Extracted text:
Courage is a popular theme not only among the warriors, but also among the philosophers, politicians and ordinary people. Do you remember the last time when you had to show courage? Courage often is a measure of our self-esteem. William Ian Miller, a professor at the University of Michigan Law School, is a specialist of Icelandic sagas; medieval history; and emotions, vices, and virtues. He has something to say about courage. Recently he published a book, The Mystery of Courage (Harvard University Press) that deals exactly with this human quality. In an article with a title " Danger, Death, and... Dieting? " Miller gives a short resume of his book. Not surprisingly the article has been published in The In Character magazine.

Miller says that courage was a great subject for the ancient Greeks - Athenians were proud that their courage is "natural" and "voluntary" in contrast with those of their enemies, the Spartans, who were forced, according to Pericles (the Athenian statesman whose marble bust prominently resides in British Museum), to be courageous through extensive training and painful discipline. Spartans, in other hand, were keen to give a prize to the most courageous and careful of their warriors. Courage without cautiousness or "prudence" (as Hans Morgentheau says) was not highly esteemed by them. Evidence for that was Aristodemus, a Spartan warrior who lost the prize because his rashly heroism in the battle of Plataea (479 BC). Miller says the courage was a politics for the ancient Greeks - it invoked a kind of national self-esteem as well as personal and its standards ruled citizens and warriors to act against the provocations of the providence.

Written problem 1: Find every line in the records that contains the string "lawn", and copy each of those lines.
The passage on courage and the records are unrelated to each other.

Input data:
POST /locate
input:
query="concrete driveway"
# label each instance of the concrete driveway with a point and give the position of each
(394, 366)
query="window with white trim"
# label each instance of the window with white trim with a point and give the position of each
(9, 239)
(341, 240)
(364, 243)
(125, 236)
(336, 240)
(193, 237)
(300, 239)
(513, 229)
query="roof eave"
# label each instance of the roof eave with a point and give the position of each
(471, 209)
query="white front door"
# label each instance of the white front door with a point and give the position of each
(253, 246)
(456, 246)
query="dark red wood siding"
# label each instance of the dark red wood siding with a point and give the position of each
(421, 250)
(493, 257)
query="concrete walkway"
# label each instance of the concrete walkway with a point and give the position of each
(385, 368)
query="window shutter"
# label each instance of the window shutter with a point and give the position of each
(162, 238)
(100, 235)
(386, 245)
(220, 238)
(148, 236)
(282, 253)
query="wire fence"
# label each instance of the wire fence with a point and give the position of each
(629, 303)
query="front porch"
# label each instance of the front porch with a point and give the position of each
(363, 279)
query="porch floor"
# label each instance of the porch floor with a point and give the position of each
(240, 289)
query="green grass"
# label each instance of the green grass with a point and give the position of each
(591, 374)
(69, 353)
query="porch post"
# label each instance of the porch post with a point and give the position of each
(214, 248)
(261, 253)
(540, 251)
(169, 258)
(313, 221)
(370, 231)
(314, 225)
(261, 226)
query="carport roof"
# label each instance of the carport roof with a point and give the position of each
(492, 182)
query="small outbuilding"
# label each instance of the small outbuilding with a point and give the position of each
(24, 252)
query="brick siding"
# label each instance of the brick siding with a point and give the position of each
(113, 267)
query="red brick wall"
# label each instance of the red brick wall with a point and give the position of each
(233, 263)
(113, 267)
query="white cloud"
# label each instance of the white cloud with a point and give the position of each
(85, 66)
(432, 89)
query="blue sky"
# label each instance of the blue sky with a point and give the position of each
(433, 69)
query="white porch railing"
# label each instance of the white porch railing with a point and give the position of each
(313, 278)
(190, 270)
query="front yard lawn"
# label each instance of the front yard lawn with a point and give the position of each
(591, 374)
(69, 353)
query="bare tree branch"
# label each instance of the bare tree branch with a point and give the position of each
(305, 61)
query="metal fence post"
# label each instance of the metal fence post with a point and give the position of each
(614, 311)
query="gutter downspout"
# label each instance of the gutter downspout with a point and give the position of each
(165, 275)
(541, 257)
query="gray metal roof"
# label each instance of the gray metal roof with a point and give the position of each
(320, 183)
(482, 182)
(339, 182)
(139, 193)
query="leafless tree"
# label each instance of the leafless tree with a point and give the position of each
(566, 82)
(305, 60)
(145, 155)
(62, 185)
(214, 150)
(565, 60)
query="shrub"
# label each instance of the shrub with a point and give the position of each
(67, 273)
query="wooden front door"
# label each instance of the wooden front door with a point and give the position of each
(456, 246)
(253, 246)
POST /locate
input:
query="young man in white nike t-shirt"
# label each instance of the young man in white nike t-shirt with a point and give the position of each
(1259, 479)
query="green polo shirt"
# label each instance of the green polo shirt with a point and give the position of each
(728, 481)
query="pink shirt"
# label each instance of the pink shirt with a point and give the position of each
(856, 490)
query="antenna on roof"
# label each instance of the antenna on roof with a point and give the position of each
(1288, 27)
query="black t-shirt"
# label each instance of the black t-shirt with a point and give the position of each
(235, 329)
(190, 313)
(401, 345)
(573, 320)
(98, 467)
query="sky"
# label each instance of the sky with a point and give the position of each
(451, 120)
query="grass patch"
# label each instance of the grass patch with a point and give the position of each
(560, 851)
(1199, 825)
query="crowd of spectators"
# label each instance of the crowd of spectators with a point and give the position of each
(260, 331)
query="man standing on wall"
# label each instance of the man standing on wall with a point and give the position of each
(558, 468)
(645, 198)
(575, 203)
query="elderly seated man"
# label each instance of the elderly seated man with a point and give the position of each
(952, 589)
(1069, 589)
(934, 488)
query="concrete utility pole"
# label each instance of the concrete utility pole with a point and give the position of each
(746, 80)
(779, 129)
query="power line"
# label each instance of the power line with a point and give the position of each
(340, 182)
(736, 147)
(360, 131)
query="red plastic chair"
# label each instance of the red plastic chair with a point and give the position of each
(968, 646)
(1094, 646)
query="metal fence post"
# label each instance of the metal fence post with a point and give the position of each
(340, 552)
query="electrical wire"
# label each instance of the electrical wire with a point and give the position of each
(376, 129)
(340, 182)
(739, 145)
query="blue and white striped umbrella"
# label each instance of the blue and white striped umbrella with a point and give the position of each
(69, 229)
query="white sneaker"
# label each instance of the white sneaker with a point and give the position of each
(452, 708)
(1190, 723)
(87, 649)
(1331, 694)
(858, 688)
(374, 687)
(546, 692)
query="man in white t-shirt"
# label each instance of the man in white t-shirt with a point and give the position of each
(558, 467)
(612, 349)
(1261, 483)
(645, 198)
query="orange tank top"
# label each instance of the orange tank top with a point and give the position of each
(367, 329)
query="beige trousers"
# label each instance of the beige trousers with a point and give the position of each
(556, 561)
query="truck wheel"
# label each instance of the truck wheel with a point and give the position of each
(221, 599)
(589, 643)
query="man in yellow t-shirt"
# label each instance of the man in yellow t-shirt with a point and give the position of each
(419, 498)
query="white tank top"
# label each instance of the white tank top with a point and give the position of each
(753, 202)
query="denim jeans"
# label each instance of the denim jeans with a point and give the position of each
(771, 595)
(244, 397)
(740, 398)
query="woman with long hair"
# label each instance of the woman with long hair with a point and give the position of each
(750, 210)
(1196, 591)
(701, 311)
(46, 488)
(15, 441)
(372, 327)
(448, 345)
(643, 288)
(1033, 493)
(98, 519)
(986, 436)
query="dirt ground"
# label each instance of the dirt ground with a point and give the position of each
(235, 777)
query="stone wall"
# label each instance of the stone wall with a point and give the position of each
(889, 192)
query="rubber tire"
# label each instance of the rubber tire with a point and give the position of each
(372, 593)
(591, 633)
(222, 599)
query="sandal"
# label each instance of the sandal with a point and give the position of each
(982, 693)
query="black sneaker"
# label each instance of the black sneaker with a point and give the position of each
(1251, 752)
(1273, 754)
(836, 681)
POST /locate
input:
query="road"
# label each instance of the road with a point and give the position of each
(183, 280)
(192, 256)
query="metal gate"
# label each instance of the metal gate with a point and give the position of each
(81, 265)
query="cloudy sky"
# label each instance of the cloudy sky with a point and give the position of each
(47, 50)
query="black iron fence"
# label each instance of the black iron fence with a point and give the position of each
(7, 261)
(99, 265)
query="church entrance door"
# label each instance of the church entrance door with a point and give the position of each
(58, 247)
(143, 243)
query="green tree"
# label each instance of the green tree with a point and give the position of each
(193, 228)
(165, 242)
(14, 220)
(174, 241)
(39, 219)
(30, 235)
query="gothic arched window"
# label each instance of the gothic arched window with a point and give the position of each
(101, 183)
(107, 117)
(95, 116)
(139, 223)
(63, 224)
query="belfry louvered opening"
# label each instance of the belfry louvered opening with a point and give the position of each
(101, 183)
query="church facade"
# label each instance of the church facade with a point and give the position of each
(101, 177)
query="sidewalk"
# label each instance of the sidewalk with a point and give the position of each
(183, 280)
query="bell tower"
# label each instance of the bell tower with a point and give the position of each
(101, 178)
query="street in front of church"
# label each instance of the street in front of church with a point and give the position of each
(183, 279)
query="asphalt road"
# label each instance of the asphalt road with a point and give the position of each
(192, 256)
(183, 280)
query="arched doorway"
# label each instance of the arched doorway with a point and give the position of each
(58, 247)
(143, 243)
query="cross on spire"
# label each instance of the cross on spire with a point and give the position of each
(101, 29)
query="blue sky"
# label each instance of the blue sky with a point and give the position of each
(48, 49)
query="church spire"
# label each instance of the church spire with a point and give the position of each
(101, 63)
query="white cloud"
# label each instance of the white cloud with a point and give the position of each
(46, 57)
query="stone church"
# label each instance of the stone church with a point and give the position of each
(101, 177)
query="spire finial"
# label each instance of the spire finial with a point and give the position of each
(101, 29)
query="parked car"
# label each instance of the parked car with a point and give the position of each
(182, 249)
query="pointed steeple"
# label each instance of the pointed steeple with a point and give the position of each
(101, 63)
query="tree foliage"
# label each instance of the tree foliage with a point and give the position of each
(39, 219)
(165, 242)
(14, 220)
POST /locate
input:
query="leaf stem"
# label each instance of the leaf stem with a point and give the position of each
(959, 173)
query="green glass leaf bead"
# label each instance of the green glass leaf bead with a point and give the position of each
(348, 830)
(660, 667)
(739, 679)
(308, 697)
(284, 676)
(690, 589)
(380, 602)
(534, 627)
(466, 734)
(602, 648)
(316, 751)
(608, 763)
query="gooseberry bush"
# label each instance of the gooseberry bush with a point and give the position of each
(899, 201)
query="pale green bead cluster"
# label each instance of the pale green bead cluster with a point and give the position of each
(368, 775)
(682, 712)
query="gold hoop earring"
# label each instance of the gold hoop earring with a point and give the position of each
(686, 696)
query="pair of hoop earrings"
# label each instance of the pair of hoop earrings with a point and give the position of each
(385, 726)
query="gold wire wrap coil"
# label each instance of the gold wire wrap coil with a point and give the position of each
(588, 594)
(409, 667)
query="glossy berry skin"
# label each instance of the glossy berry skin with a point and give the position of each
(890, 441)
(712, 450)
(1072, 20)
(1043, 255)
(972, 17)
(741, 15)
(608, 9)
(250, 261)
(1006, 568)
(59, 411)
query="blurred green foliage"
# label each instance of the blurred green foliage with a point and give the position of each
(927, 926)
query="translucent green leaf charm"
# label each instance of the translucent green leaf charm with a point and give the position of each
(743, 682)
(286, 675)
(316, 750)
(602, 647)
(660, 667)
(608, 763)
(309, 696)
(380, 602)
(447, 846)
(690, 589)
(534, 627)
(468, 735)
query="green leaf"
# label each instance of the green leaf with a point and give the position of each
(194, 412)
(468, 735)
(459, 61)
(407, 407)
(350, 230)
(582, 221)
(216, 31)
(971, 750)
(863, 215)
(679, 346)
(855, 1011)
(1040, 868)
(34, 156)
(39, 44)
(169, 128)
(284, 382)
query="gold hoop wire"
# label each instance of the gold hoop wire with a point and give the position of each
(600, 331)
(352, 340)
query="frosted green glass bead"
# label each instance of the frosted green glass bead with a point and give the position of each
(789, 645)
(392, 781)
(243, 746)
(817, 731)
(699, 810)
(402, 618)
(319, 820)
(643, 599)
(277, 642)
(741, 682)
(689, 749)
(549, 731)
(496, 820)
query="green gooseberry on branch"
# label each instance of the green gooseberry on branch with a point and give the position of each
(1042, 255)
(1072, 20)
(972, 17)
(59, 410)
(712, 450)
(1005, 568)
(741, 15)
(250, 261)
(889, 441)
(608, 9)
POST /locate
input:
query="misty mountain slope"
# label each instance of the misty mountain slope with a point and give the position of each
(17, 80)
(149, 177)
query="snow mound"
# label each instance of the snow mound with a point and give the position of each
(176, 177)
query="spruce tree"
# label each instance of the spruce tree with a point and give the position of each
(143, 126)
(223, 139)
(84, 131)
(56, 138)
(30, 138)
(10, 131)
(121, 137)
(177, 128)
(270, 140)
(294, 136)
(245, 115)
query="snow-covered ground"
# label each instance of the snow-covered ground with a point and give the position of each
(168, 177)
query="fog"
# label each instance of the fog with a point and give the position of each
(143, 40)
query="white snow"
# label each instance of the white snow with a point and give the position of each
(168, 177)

Written problem 2: Reproduce the full passage on courage word for word.

Finished answer 1:
query="front yard lawn"
# label each instance of the front yard lawn with a point and give the position of each

Finished answer 2:
Courage is a popular theme not only among the warriors, but also among the philosophers, politicians and ordinary people. Do you remember the last time when you had to show courage? Courage often is a measure of our self-esteem. William Ian Miller, a professor at the University of Michigan Law School, is a specialist of Icelandic sagas; medieval history; and emotions, vices, and virtues. He has something to say about courage. Recently he published a book, The Mystery of Courage (Harvard University Press) that deals exactly with this human quality. In an article with a title " Danger, Death, and... Dieting? " Miller gives a short resume of his book. Not surprisingly the article has been published in The In Character magazine.

Miller says that courage was a great subject for the ancient Greeks - Athenians were proud that their courage is "natural" and "voluntary" in contrast with those of their enemies, the Spartans, who were forced, according to Pericles (the Athenian statesman whose marble bust prominently resides in British Museum), to be courageous through extensive training and painful discipline. Spartans, in other hand, were keen to give a prize to the most courageous and careful of their warriors. Courage without cautiousness or "prudence" (as Hans Morgentheau says) was not highly esteemed by them. Evidence for that was Aristodemus, a Spartan warrior who lost the prize because his rashly heroism in the battle of Plataea (479 BC). Miller says the courage was a politics for the ancient Greeks - it invoked a kind of national self-esteem as well as personal and its standards ruled citizens and warriors to act against the provocations of the providence.